**Exercise goal**. Find the line containing "Target: miter saw blade", then output it and every line after it through the end of the listing below, exactly as written.
### Record set ###
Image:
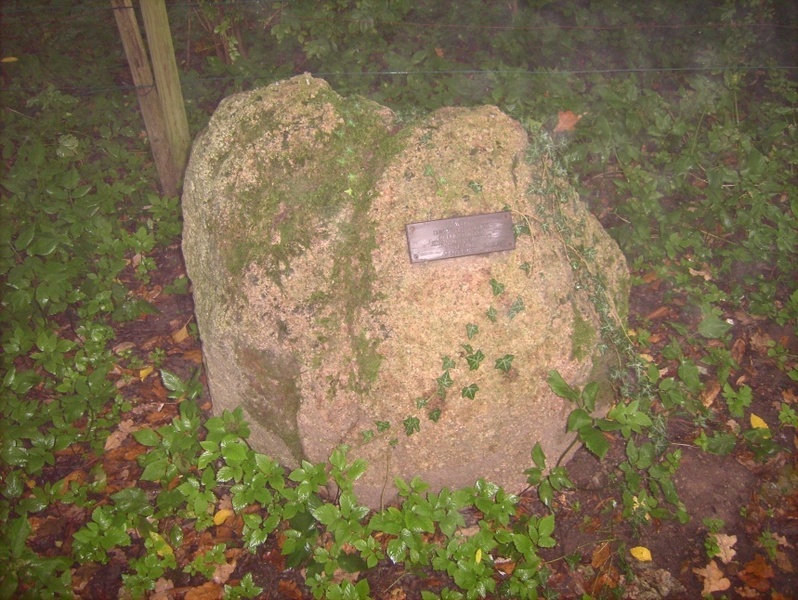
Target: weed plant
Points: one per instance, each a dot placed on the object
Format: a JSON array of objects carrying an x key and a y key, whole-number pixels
[{"x": 702, "y": 166}]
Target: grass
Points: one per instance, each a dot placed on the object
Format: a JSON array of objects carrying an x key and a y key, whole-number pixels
[{"x": 693, "y": 171}]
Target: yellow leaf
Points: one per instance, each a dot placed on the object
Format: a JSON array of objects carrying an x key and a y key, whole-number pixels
[
  {"x": 758, "y": 422},
  {"x": 641, "y": 553},
  {"x": 162, "y": 548},
  {"x": 714, "y": 581},
  {"x": 180, "y": 335},
  {"x": 222, "y": 515},
  {"x": 725, "y": 551}
]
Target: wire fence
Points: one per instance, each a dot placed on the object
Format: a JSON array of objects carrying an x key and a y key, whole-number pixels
[{"x": 32, "y": 15}]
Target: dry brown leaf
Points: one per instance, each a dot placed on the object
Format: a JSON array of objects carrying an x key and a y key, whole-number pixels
[
  {"x": 120, "y": 435},
  {"x": 566, "y": 121},
  {"x": 714, "y": 581},
  {"x": 783, "y": 561},
  {"x": 194, "y": 355},
  {"x": 725, "y": 543},
  {"x": 738, "y": 350},
  {"x": 289, "y": 589},
  {"x": 207, "y": 591},
  {"x": 658, "y": 313},
  {"x": 789, "y": 396},
  {"x": 761, "y": 342},
  {"x": 756, "y": 574},
  {"x": 600, "y": 555},
  {"x": 710, "y": 393},
  {"x": 222, "y": 572},
  {"x": 700, "y": 273}
]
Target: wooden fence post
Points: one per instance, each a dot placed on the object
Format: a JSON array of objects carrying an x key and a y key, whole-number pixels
[
  {"x": 167, "y": 79},
  {"x": 160, "y": 98}
]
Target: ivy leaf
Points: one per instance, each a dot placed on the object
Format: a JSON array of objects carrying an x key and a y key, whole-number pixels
[
  {"x": 445, "y": 381},
  {"x": 505, "y": 362},
  {"x": 470, "y": 391},
  {"x": 516, "y": 307},
  {"x": 475, "y": 359},
  {"x": 412, "y": 425},
  {"x": 497, "y": 287}
]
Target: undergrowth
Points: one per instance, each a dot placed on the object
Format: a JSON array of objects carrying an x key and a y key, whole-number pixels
[{"x": 701, "y": 168}]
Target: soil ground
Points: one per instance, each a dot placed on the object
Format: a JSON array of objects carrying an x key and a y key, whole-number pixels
[{"x": 592, "y": 554}]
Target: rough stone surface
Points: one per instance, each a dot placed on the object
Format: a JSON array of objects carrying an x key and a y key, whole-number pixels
[{"x": 315, "y": 321}]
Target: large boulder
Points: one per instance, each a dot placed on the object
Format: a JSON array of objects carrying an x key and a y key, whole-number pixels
[{"x": 314, "y": 319}]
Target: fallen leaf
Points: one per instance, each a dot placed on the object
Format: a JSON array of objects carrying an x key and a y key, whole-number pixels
[
  {"x": 710, "y": 393},
  {"x": 181, "y": 334},
  {"x": 725, "y": 542},
  {"x": 658, "y": 313},
  {"x": 700, "y": 273},
  {"x": 758, "y": 422},
  {"x": 641, "y": 553},
  {"x": 222, "y": 515},
  {"x": 207, "y": 591},
  {"x": 714, "y": 581},
  {"x": 738, "y": 350},
  {"x": 761, "y": 342},
  {"x": 600, "y": 555},
  {"x": 289, "y": 589},
  {"x": 120, "y": 435},
  {"x": 194, "y": 355},
  {"x": 222, "y": 572},
  {"x": 566, "y": 121},
  {"x": 789, "y": 396},
  {"x": 783, "y": 561},
  {"x": 756, "y": 574}
]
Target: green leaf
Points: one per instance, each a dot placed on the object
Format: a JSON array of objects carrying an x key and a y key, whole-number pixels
[
  {"x": 326, "y": 514},
  {"x": 561, "y": 388},
  {"x": 475, "y": 359},
  {"x": 412, "y": 425},
  {"x": 470, "y": 391},
  {"x": 516, "y": 307},
  {"x": 172, "y": 382},
  {"x": 713, "y": 327},
  {"x": 147, "y": 437},
  {"x": 546, "y": 526},
  {"x": 594, "y": 441},
  {"x": 578, "y": 419},
  {"x": 445, "y": 381},
  {"x": 505, "y": 363}
]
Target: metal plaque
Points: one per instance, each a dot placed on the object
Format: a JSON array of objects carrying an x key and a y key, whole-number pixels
[{"x": 460, "y": 236}]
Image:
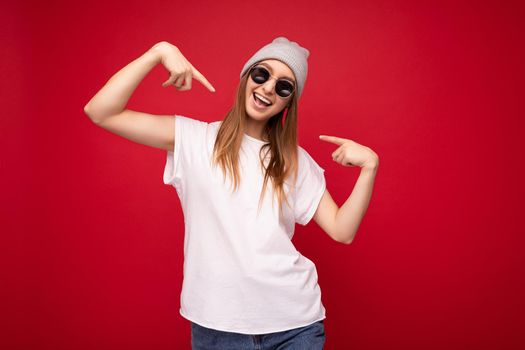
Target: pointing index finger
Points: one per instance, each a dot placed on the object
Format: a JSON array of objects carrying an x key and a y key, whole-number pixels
[
  {"x": 202, "y": 79},
  {"x": 332, "y": 139}
]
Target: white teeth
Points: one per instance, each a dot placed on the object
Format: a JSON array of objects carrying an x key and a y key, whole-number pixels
[{"x": 262, "y": 98}]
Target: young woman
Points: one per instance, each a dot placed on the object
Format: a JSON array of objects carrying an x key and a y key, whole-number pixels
[{"x": 243, "y": 183}]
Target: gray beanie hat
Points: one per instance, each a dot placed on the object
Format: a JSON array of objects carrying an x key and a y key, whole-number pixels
[{"x": 288, "y": 52}]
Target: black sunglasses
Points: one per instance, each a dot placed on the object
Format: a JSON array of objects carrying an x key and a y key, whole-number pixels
[{"x": 260, "y": 75}]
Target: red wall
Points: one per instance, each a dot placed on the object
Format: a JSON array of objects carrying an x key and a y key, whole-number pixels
[{"x": 92, "y": 239}]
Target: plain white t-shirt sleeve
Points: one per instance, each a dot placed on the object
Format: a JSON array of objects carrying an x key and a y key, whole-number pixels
[
  {"x": 189, "y": 143},
  {"x": 311, "y": 185}
]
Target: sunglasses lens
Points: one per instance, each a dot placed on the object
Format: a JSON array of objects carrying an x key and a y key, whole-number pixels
[
  {"x": 260, "y": 75},
  {"x": 283, "y": 88}
]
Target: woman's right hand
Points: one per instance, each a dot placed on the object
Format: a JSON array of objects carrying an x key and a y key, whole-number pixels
[{"x": 180, "y": 69}]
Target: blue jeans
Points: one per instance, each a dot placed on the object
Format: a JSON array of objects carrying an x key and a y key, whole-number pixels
[{"x": 311, "y": 337}]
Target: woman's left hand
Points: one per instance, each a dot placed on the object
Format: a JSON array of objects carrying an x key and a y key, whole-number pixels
[{"x": 350, "y": 153}]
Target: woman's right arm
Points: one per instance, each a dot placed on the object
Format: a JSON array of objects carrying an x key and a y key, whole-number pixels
[{"x": 107, "y": 108}]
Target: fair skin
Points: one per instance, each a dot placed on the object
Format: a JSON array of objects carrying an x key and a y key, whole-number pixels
[
  {"x": 341, "y": 224},
  {"x": 258, "y": 116},
  {"x": 107, "y": 109}
]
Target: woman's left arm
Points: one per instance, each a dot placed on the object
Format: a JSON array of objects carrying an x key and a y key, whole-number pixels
[{"x": 348, "y": 217}]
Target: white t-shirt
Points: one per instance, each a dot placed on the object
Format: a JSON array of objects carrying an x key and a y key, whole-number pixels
[{"x": 242, "y": 272}]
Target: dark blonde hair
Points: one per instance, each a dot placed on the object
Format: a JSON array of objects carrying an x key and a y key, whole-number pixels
[{"x": 281, "y": 131}]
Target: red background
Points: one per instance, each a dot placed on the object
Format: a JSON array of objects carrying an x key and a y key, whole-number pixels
[{"x": 92, "y": 238}]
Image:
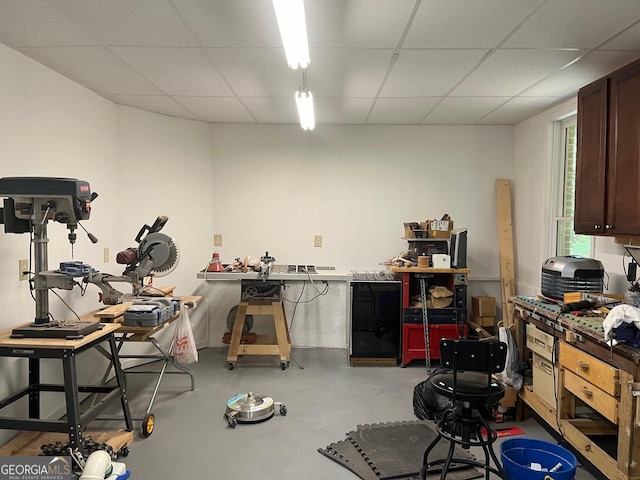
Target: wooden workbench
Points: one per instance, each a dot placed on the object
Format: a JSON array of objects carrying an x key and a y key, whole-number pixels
[
  {"x": 164, "y": 357},
  {"x": 596, "y": 410},
  {"x": 75, "y": 420}
]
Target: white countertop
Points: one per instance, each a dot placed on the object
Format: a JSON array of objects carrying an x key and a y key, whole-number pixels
[{"x": 322, "y": 275}]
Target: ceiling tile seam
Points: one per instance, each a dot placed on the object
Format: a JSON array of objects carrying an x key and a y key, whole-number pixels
[
  {"x": 485, "y": 57},
  {"x": 581, "y": 57},
  {"x": 209, "y": 58},
  {"x": 107, "y": 48},
  {"x": 394, "y": 57},
  {"x": 574, "y": 61}
]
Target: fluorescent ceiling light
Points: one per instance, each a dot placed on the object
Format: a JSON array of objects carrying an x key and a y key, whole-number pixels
[
  {"x": 304, "y": 101},
  {"x": 293, "y": 30}
]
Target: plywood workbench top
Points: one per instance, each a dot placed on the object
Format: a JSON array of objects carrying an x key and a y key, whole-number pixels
[{"x": 61, "y": 343}]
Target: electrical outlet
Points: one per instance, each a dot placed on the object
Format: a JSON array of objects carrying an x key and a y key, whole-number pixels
[{"x": 23, "y": 269}]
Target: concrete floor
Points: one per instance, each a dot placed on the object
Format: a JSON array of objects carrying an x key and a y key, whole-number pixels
[{"x": 325, "y": 398}]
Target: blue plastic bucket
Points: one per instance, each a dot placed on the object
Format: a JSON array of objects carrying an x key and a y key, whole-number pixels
[{"x": 517, "y": 455}]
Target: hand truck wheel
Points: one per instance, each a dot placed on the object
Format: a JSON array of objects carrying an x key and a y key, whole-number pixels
[{"x": 148, "y": 424}]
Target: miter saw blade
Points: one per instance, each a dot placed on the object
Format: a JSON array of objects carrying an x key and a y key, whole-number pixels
[{"x": 162, "y": 250}]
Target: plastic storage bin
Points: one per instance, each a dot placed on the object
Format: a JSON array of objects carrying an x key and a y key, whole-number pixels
[{"x": 517, "y": 455}]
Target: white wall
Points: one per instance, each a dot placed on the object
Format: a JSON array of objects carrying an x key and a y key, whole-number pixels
[
  {"x": 275, "y": 187},
  {"x": 262, "y": 187}
]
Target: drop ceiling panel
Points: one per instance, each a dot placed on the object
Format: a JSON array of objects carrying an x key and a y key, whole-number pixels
[
  {"x": 29, "y": 23},
  {"x": 94, "y": 67},
  {"x": 629, "y": 39},
  {"x": 508, "y": 72},
  {"x": 217, "y": 109},
  {"x": 517, "y": 110},
  {"x": 464, "y": 23},
  {"x": 273, "y": 109},
  {"x": 356, "y": 23},
  {"x": 176, "y": 71},
  {"x": 237, "y": 23},
  {"x": 463, "y": 110},
  {"x": 401, "y": 111},
  {"x": 222, "y": 60},
  {"x": 575, "y": 23},
  {"x": 126, "y": 22},
  {"x": 429, "y": 73},
  {"x": 347, "y": 72},
  {"x": 593, "y": 66},
  {"x": 256, "y": 72},
  {"x": 333, "y": 110},
  {"x": 153, "y": 103}
]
###
**Task answer**.
Target: miter saw blade
Points: one per instance, each a dot placed on the object
Format: a JSON array of objects carrying an x key and a y key, whole-number pixels
[{"x": 162, "y": 250}]
Target: plastic storage bin
Points: one per instance, each a dot placed on the object
Format: a JSON array of objects carrying an x key and a y key, whole-number pixels
[{"x": 517, "y": 455}]
Target: white wall
Points: one per instance, each a dot placed on the object
Format: a JSON array of objects carrying an x key and a y key, whole-number pixels
[
  {"x": 275, "y": 187},
  {"x": 262, "y": 187}
]
Target: drop ceiling panel
Points: one per instance, each a dot placed on the object
Format: a JSON array of objects carrying an x key and a y key, whole-number pixels
[
  {"x": 29, "y": 23},
  {"x": 94, "y": 67},
  {"x": 629, "y": 39},
  {"x": 508, "y": 72},
  {"x": 217, "y": 109},
  {"x": 517, "y": 110},
  {"x": 464, "y": 23},
  {"x": 273, "y": 109},
  {"x": 356, "y": 23},
  {"x": 176, "y": 71},
  {"x": 237, "y": 23},
  {"x": 463, "y": 110},
  {"x": 401, "y": 111},
  {"x": 222, "y": 60},
  {"x": 575, "y": 23},
  {"x": 126, "y": 22},
  {"x": 429, "y": 73},
  {"x": 347, "y": 72},
  {"x": 593, "y": 66},
  {"x": 256, "y": 72},
  {"x": 333, "y": 110},
  {"x": 153, "y": 103}
]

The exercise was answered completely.